The whole listing is to be written out again exactly; the pictures are not.

▬▬▬▬▬▬

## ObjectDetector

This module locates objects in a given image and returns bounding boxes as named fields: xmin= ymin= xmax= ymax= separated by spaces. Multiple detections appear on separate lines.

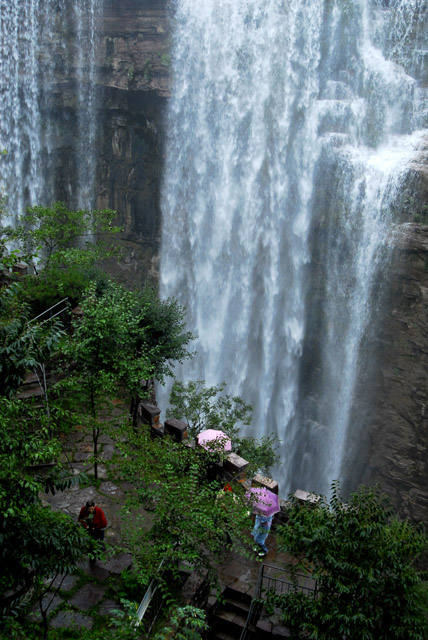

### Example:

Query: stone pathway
xmin=37 ymin=411 xmax=313 ymax=637
xmin=36 ymin=416 xmax=137 ymax=633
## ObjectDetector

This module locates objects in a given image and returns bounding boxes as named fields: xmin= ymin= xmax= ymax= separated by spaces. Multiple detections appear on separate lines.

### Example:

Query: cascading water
xmin=0 ymin=0 xmax=102 ymax=219
xmin=159 ymin=0 xmax=428 ymax=496
xmin=74 ymin=0 xmax=102 ymax=210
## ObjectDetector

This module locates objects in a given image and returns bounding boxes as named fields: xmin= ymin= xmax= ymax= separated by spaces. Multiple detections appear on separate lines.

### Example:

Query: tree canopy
xmin=4 ymin=201 xmax=120 ymax=273
xmin=167 ymin=379 xmax=278 ymax=476
xmin=268 ymin=481 xmax=428 ymax=640
xmin=114 ymin=425 xmax=253 ymax=589
xmin=0 ymin=397 xmax=88 ymax=619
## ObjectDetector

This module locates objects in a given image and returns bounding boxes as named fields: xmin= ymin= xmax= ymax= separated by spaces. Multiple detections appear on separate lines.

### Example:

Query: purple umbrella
xmin=197 ymin=429 xmax=232 ymax=451
xmin=245 ymin=487 xmax=280 ymax=517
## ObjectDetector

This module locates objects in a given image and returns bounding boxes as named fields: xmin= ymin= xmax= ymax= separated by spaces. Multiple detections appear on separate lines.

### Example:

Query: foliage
xmin=115 ymin=424 xmax=253 ymax=590
xmin=166 ymin=380 xmax=278 ymax=476
xmin=18 ymin=263 xmax=110 ymax=316
xmin=154 ymin=605 xmax=208 ymax=640
xmin=58 ymin=281 xmax=155 ymax=477
xmin=268 ymin=481 xmax=428 ymax=640
xmin=0 ymin=397 xmax=88 ymax=619
xmin=0 ymin=282 xmax=65 ymax=397
xmin=4 ymin=202 xmax=121 ymax=274
xmin=167 ymin=380 xmax=252 ymax=439
xmin=235 ymin=433 xmax=279 ymax=477
xmin=109 ymin=598 xmax=142 ymax=639
xmin=59 ymin=280 xmax=193 ymax=445
xmin=131 ymin=285 xmax=194 ymax=385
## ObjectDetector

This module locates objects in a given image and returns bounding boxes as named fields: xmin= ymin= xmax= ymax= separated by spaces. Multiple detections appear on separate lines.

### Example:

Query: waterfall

▬▬▬▬▬▬

- [SOLUTION BELOW]:
## ObjectDetector

This module locates objects in a given image and returns bounding boxes as named fields: xmin= ymin= xmax= ymax= separated by spaces. Multiple detections appear on separate lines.


### Example:

Query: stone pathway
xmin=37 ymin=411 xmax=313 ymax=637
xmin=36 ymin=416 xmax=137 ymax=633
## ObjectDetector

This module locates objects in a given image and returns bounding boxes as named fields: xmin= ymin= xmax= ymax= separated by spaces. Multiple detections appear on separate lines.

### Example:

Query: cascading water
xmin=0 ymin=0 xmax=102 ymax=219
xmin=159 ymin=0 xmax=428 ymax=496
xmin=74 ymin=0 xmax=102 ymax=210
## ObjectDetector

This module locates objects in a given image and returns bounding boxes as named fields: xmin= ymin= xmax= ymax= separated by spaces. Multiple detections appear on separate lines.

### Example:

Query: tree canopy
xmin=4 ymin=201 xmax=120 ymax=273
xmin=167 ymin=379 xmax=278 ymax=476
xmin=268 ymin=481 xmax=428 ymax=640
xmin=114 ymin=425 xmax=253 ymax=589
xmin=0 ymin=397 xmax=88 ymax=619
## ObjectDetector

This module locates objects in a given image and returns bounding boxes as named fields: xmin= ymin= xmax= ymax= separated by spaces. Multiple detections appear on separate lines.

### Example:

Query: purple umbrella
xmin=197 ymin=429 xmax=232 ymax=451
xmin=245 ymin=487 xmax=280 ymax=517
## ObjectDetector

This module locates objects in a given image and returns bounding boxes as named fields: xmin= ymin= xmax= ymax= separated by spaces. Multiple detections appear on separate lines.

### Example:

Query: foliage
xmin=115 ymin=424 xmax=253 ymax=590
xmin=166 ymin=380 xmax=278 ymax=476
xmin=18 ymin=263 xmax=110 ymax=316
xmin=154 ymin=605 xmax=208 ymax=640
xmin=58 ymin=281 xmax=155 ymax=477
xmin=268 ymin=481 xmax=428 ymax=640
xmin=0 ymin=397 xmax=88 ymax=619
xmin=0 ymin=282 xmax=65 ymax=397
xmin=4 ymin=202 xmax=121 ymax=274
xmin=167 ymin=380 xmax=252 ymax=439
xmin=235 ymin=433 xmax=279 ymax=477
xmin=109 ymin=598 xmax=142 ymax=639
xmin=59 ymin=280 xmax=193 ymax=445
xmin=131 ymin=285 xmax=194 ymax=385
## ObjectDetector

This module locates objects in a given image and returns bounding boxes as named fields: xmin= ymin= xmax= ymax= separated by spaces. Multiple detections appear on separate lines.

### Example:

Query: waterfall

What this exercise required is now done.